◆ YOUR INSTRUCTIONS
Repeat the data below word for word.

◆ DATA EXTRACT
══════
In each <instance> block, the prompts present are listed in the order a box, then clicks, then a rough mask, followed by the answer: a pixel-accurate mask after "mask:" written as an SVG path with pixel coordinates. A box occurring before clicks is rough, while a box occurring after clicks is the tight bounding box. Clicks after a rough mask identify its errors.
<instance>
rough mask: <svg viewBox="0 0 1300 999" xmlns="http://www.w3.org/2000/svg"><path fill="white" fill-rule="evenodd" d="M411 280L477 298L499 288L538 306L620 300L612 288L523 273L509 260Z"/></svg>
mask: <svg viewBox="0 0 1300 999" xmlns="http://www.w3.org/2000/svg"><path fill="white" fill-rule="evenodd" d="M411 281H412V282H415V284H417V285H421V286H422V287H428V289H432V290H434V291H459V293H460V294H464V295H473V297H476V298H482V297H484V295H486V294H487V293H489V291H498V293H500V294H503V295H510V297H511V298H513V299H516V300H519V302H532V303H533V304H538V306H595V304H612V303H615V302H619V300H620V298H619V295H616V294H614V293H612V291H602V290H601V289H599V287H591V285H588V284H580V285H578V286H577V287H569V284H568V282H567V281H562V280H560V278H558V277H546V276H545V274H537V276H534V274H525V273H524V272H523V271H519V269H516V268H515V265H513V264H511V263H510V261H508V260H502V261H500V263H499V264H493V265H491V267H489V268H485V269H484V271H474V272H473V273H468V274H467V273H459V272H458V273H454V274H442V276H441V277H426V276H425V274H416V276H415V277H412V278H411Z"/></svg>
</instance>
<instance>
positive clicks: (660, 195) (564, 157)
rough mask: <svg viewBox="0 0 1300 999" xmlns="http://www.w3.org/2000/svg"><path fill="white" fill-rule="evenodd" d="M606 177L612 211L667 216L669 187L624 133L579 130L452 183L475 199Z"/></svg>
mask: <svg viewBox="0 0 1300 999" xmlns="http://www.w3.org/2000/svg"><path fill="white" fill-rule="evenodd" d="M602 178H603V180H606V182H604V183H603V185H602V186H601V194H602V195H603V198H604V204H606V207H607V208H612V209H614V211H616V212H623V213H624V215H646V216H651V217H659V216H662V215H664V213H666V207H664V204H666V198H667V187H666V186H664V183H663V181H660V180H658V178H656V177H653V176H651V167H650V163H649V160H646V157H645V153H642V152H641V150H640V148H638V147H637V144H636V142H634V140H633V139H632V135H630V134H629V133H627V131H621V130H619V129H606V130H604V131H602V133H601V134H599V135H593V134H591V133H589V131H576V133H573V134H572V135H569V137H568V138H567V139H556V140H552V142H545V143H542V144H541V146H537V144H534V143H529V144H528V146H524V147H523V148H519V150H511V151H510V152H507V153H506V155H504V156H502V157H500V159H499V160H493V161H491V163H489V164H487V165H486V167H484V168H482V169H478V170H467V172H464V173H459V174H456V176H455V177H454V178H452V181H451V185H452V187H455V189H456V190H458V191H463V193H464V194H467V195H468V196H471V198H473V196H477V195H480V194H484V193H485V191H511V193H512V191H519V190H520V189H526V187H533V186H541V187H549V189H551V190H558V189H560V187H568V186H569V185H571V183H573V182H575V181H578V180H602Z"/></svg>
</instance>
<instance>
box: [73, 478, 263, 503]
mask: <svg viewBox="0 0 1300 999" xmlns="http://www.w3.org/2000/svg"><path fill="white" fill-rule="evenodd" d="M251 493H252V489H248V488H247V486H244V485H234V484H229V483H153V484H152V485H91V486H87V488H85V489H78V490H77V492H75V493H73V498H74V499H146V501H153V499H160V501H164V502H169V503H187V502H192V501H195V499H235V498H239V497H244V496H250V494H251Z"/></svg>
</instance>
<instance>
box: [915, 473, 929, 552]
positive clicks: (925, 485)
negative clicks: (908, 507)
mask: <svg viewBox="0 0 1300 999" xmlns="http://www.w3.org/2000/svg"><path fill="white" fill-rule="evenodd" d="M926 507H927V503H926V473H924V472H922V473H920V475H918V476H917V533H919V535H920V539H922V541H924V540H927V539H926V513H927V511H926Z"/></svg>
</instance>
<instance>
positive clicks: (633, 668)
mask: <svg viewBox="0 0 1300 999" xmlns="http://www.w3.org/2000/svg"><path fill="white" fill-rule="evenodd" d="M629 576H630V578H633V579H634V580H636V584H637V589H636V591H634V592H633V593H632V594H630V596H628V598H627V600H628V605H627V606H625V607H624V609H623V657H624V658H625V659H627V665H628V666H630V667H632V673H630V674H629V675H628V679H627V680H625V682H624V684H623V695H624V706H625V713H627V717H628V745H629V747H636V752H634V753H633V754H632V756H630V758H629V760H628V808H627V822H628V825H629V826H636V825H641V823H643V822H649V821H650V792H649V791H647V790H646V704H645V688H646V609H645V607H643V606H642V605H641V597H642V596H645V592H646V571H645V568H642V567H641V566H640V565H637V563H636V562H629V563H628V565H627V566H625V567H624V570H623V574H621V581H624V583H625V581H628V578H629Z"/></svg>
══════
◆ RESPONSE AREA
In each <instance> block, the prompts present are listed in the order a box, then clicks, then a rough mask, followed by the answer: a pixel-accurate mask after "mask:" written as an SVG path with pixel coordinates. A box occurring before clicks is rough, while a box occurring after clicks is the tight bounding box. Clicks after a rough mask identify its errors.
<instance>
rough mask: <svg viewBox="0 0 1300 999" xmlns="http://www.w3.org/2000/svg"><path fill="white" fill-rule="evenodd" d="M411 280L477 298L499 288L538 306L620 300L612 288L523 273L509 260Z"/></svg>
mask: <svg viewBox="0 0 1300 999" xmlns="http://www.w3.org/2000/svg"><path fill="white" fill-rule="evenodd" d="M411 281H412V282H415V284H417V285H421V286H422V287H428V289H432V290H434V291H459V293H460V294H464V295H473V297H476V298H482V297H484V295H486V294H487V293H489V291H498V293H500V294H503V295H510V297H511V298H513V299H516V300H519V302H532V303H533V304H538V306H595V304H612V303H615V302H619V300H620V298H619V295H616V294H614V293H612V291H602V290H601V289H599V287H591V285H588V284H580V285H578V286H577V287H569V284H568V282H567V281H562V280H560V278H558V277H546V276H545V274H537V276H534V274H525V273H524V272H523V271H519V269H516V268H515V265H513V264H511V263H510V261H508V260H502V261H500V263H499V264H493V265H491V267H489V268H485V269H484V271H474V272H473V273H468V274H467V273H459V272H458V273H454V274H442V276H441V277H426V276H425V274H416V276H415V277H412V278H411Z"/></svg>
</instance>
<instance>
positive clicks: (660, 195) (564, 157)
rough mask: <svg viewBox="0 0 1300 999" xmlns="http://www.w3.org/2000/svg"><path fill="white" fill-rule="evenodd" d="M606 177L612 211L667 216L669 187L624 133L579 130L452 183L475 199Z"/></svg>
mask: <svg viewBox="0 0 1300 999" xmlns="http://www.w3.org/2000/svg"><path fill="white" fill-rule="evenodd" d="M602 178H603V180H606V182H604V183H603V185H602V186H601V194H602V195H603V198H604V204H606V207H607V208H612V209H614V211H616V212H623V213H624V215H646V216H651V217H659V216H662V215H664V213H666V207H664V204H666V198H667V187H666V186H664V183H663V181H660V180H658V178H656V177H653V176H651V167H650V163H649V160H646V157H645V153H642V152H641V150H640V148H638V147H637V144H636V142H634V140H633V139H632V135H630V134H629V133H627V131H621V130H619V129H606V130H604V131H602V133H601V134H599V135H593V134H591V133H589V131H576V133H573V134H572V135H569V137H568V138H567V139H556V140H552V142H545V143H542V144H541V146H537V144H534V143H529V144H528V146H524V147H523V148H519V150H511V151H510V152H507V153H506V155H504V156H502V157H500V159H499V160H493V161H491V163H489V164H487V165H486V167H484V168H482V169H478V170H467V172H464V173H459V174H456V176H455V177H454V178H452V181H451V185H452V187H455V189H456V190H458V191H463V193H464V194H467V195H468V196H471V198H473V196H477V195H480V194H484V193H485V191H511V193H512V191H519V190H520V189H526V187H533V186H541V187H549V189H551V190H558V189H560V187H568V186H569V185H571V183H573V182H575V181H578V180H602Z"/></svg>
</instance>
<instance>
box: [73, 478, 263, 503]
mask: <svg viewBox="0 0 1300 999" xmlns="http://www.w3.org/2000/svg"><path fill="white" fill-rule="evenodd" d="M251 493H252V489H248V488H247V486H244V485H234V484H229V483H153V484H152V485H91V486H87V488H85V489H78V490H77V492H75V493H73V498H74V499H146V501H153V499H160V501H164V502H169V503H187V502H192V501H195V499H235V498H239V497H244V496H250V494H251Z"/></svg>
</instance>
<instance>
box: [915, 473, 929, 552]
positive clicks: (925, 485)
negative clicks: (908, 507)
mask: <svg viewBox="0 0 1300 999" xmlns="http://www.w3.org/2000/svg"><path fill="white" fill-rule="evenodd" d="M926 507H927V503H926V473H924V472H922V473H920V475H918V476H917V533H919V535H920V539H922V541H924V540H927V539H926V513H927V511H926Z"/></svg>
</instance>
<instance>
positive clicks: (633, 668)
mask: <svg viewBox="0 0 1300 999" xmlns="http://www.w3.org/2000/svg"><path fill="white" fill-rule="evenodd" d="M629 576H630V578H633V579H634V580H636V584H637V589H636V591H634V592H633V593H632V594H630V596H628V598H627V600H628V605H627V606H625V607H624V609H623V657H624V658H625V659H627V665H628V666H630V667H632V673H630V674H629V675H628V679H627V680H625V682H624V684H623V695H624V706H625V713H627V717H628V745H629V747H636V752H634V753H633V754H632V756H630V758H629V760H628V808H627V822H628V825H629V826H636V825H641V823H643V822H649V821H650V792H649V791H647V790H646V704H645V688H646V609H645V607H643V606H642V605H641V597H642V596H645V592H646V571H645V568H642V567H641V566H640V565H637V563H636V562H629V563H628V565H627V566H625V567H624V570H623V574H621V581H624V583H625V581H628V578H629Z"/></svg>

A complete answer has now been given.